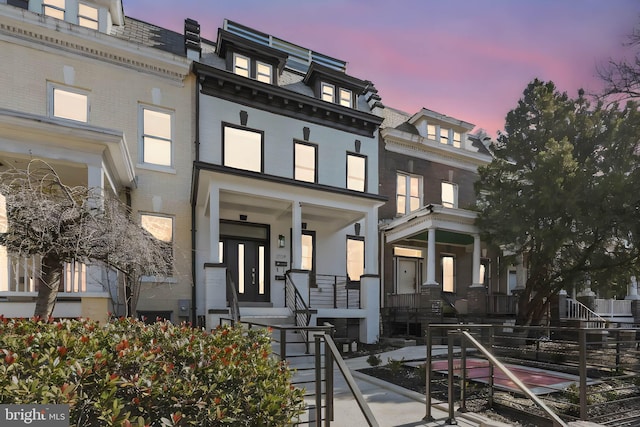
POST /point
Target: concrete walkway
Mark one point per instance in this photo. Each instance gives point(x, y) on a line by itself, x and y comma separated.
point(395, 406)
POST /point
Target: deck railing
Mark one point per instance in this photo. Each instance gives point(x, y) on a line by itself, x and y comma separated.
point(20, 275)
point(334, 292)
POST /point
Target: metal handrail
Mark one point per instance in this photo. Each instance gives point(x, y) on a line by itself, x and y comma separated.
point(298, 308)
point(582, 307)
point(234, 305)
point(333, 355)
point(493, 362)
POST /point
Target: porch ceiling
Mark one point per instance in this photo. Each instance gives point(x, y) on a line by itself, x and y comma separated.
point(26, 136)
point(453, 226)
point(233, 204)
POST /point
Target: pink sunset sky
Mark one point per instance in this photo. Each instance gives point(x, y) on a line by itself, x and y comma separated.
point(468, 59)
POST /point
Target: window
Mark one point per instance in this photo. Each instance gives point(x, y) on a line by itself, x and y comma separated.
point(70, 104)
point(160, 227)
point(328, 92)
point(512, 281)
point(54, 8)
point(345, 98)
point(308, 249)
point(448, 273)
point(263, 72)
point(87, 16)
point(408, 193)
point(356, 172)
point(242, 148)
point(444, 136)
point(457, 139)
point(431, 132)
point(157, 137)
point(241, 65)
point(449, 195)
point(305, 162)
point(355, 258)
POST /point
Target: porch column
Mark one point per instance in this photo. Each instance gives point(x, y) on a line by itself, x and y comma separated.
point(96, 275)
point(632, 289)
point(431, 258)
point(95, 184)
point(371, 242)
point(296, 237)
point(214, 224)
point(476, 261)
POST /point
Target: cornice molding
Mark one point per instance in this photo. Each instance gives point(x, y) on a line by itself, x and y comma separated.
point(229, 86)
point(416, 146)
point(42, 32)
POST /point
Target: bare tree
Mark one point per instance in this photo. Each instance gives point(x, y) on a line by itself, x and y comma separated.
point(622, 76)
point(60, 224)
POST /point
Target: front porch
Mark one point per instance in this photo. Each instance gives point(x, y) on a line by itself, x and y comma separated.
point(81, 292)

· · · · ·

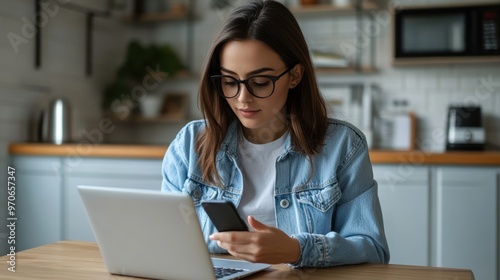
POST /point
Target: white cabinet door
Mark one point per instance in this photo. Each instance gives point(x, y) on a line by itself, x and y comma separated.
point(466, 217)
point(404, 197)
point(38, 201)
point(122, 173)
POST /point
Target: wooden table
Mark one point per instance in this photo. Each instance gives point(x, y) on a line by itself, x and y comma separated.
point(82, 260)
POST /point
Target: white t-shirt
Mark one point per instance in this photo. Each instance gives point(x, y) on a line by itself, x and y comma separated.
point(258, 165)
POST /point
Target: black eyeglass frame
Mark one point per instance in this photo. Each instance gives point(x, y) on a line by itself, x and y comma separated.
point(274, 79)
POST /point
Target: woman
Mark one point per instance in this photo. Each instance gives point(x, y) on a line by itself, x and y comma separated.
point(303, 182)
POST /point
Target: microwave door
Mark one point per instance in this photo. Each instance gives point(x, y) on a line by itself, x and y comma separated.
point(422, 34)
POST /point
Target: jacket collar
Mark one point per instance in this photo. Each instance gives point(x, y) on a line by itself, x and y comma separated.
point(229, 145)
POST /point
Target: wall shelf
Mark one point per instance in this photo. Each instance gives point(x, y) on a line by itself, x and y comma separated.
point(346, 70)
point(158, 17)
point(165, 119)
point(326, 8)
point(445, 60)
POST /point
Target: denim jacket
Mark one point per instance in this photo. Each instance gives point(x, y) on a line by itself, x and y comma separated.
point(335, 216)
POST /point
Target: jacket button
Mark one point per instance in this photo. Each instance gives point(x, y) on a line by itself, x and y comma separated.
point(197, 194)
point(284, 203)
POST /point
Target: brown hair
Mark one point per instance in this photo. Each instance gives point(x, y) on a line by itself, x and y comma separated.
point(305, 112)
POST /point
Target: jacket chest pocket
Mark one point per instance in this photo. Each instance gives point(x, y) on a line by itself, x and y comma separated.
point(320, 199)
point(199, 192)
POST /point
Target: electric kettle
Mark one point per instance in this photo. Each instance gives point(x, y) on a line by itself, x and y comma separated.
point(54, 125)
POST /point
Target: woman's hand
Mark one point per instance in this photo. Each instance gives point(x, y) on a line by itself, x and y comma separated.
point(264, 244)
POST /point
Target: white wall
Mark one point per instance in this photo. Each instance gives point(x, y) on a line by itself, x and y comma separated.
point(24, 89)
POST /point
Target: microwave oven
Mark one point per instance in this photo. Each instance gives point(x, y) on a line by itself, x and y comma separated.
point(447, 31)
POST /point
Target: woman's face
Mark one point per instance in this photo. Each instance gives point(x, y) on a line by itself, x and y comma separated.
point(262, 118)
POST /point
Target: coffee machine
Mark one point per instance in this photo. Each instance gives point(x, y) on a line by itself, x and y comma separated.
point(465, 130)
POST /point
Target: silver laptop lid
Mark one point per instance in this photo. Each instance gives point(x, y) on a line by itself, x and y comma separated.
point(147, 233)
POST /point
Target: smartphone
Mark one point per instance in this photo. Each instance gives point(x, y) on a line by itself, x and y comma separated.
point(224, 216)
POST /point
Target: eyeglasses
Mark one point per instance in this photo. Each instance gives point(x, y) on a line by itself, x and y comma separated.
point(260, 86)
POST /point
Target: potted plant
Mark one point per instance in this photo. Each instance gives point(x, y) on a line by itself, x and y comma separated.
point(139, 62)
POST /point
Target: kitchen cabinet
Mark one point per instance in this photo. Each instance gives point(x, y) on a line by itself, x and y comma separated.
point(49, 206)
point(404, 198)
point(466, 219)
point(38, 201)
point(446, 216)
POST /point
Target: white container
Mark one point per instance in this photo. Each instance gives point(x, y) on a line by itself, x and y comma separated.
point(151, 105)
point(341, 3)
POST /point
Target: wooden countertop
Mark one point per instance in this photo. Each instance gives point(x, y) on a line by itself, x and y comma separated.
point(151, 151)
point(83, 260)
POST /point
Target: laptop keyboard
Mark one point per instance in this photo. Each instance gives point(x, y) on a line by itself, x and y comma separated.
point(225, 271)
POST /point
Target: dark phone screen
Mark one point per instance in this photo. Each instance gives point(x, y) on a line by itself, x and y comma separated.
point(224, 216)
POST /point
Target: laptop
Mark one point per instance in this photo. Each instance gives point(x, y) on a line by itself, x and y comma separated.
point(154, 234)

· · · · ·

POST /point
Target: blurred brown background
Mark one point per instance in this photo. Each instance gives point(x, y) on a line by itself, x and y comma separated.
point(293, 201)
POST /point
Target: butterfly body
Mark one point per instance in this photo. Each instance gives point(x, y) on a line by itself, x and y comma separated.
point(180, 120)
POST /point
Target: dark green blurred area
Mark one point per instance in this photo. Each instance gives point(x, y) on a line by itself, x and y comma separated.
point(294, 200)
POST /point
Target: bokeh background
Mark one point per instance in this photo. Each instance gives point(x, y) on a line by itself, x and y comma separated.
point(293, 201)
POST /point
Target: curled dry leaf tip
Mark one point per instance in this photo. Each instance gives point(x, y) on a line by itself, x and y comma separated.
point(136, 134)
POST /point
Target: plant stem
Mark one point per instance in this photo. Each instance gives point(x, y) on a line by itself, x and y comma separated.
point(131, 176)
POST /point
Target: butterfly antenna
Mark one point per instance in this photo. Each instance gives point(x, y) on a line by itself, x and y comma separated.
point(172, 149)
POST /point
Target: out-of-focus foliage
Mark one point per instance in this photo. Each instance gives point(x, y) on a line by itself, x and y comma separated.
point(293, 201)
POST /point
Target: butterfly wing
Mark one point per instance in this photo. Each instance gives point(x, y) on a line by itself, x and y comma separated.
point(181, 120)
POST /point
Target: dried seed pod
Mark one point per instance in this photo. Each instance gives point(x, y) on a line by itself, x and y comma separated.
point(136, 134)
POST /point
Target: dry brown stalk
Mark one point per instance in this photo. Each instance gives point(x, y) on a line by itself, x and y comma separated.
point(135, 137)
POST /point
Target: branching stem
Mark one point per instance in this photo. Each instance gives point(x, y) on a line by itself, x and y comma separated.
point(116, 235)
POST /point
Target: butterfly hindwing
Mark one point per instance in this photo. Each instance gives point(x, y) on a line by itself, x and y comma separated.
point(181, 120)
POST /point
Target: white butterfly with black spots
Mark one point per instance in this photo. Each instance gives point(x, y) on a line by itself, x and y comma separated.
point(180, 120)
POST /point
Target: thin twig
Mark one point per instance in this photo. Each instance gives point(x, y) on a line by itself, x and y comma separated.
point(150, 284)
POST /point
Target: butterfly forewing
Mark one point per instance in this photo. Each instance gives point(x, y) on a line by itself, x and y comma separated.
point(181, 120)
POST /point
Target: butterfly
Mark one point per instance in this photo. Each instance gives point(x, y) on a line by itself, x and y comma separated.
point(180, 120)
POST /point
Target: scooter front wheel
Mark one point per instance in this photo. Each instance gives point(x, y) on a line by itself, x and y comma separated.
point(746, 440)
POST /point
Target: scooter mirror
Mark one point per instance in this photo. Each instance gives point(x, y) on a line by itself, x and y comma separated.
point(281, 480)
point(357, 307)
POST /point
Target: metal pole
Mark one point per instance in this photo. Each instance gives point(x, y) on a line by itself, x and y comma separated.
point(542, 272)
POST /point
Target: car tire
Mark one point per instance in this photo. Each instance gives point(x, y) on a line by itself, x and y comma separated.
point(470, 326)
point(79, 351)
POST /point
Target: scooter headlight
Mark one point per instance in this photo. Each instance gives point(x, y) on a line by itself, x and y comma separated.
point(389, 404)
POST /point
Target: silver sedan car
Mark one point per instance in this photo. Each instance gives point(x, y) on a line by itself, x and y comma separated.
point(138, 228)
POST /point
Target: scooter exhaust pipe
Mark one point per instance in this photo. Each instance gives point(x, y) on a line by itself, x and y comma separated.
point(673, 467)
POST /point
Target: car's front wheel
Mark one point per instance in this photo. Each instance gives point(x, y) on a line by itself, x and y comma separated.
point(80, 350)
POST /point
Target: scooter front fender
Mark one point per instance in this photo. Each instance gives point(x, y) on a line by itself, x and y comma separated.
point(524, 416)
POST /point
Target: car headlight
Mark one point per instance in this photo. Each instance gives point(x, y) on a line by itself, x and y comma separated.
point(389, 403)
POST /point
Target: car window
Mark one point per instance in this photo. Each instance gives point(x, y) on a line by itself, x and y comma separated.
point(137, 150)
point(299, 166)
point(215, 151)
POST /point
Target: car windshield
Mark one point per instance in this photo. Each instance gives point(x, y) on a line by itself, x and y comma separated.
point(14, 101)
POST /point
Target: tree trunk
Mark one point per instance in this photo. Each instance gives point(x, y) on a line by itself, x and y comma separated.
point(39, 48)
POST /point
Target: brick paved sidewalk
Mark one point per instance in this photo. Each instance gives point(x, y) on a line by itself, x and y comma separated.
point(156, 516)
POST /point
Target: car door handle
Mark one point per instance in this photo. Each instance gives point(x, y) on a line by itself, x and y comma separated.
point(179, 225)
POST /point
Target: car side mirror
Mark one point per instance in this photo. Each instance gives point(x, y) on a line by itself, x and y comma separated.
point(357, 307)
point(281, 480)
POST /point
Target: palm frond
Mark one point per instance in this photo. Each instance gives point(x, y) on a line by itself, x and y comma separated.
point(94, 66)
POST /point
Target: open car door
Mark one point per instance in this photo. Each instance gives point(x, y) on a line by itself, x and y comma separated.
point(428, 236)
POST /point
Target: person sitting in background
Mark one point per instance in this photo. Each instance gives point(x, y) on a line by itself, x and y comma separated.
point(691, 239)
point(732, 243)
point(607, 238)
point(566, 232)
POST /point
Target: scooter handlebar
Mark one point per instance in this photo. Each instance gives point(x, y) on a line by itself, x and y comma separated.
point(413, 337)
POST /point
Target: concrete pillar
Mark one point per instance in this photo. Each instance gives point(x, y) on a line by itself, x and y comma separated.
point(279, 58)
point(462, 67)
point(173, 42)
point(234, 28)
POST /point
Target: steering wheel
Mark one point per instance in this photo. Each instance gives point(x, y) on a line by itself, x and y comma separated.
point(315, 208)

· · · · ·

### [Problem description]
Everything from the line containing "Target: white cabinet door" through the line containing "Target: denim jacket" in the material above should be retyped exactly, both ends included, and nothing more.

### [Exercise solution]
Target: white cabinet door
Mark one point per instance in this photo. Each instance gives point(x, y) on a line by itself, x and y comma separated.
point(466, 217)
point(404, 197)
point(38, 201)
point(122, 173)
POST /point
Target: wooden table
Mark one point per instance in this photo. Each instance gives point(x, y) on a line by itself, x and y comma separated.
point(82, 260)
POST /point
Target: white t-shirt
Mark one point per instance in this photo. Each instance gives point(x, y) on a line by itself, x and y comma separated.
point(258, 165)
POST /point
Target: black eyeglass frame
Mark one point per instance in this photo. Each instance gives point(x, y) on a line by itself, x and y comma separated.
point(274, 79)
POST /point
Target: woman
Mark one point per instance in this photo. Each instance gives point(x, y) on a line by itself, x and y comma separated.
point(303, 182)
POST /point
Target: microwave door
Mark one point per instance in this photo. Each instance gives point(x, y) on a line by itself, x and y comma separated.
point(422, 34)
POST /point
Target: jacket collar
Mark one point per instance in this photo. Each instance gives point(x, y) on a line by itself, x and y comma separated.
point(229, 145)
POST /point
Target: wall shelf
Mark one point per instance in this photo. Each instance gives point(x, y) on a line by itself, x and y comma separated.
point(346, 70)
point(158, 17)
point(165, 119)
point(326, 8)
point(445, 60)
POST /point
Target: denim jacket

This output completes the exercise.